PROBLEM STATEMENT: Start to finish, retype the entries exactly while omitting the pictures.

[Start of section]

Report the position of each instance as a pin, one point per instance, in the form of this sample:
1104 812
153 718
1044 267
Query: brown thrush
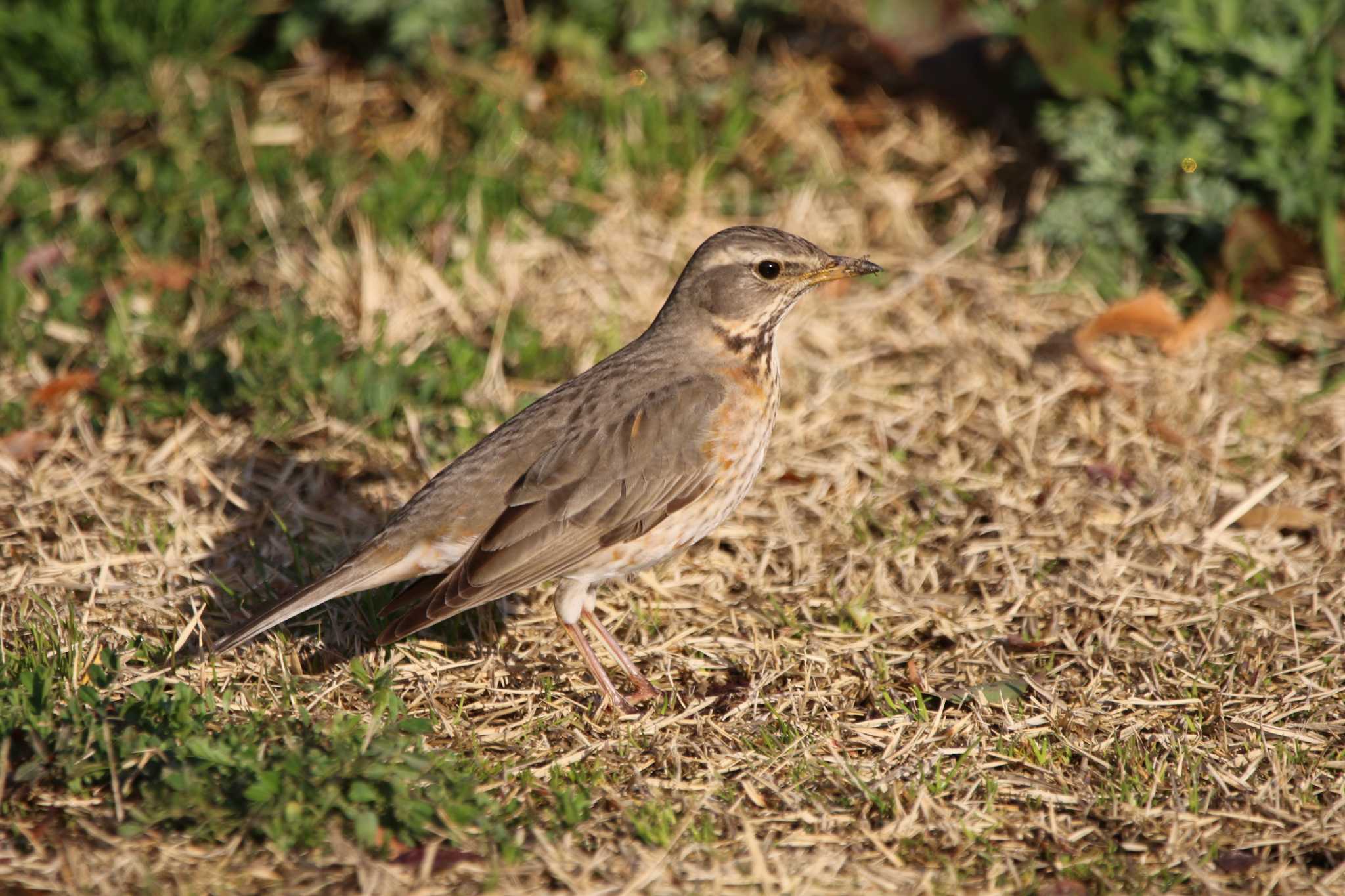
609 473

[End of section]

ANSWER SECTION:
Report the position of each instance as a pin, one point per instance, in the form of this sample:
1104 812
153 718
1044 267
Query: brown thrush
609 473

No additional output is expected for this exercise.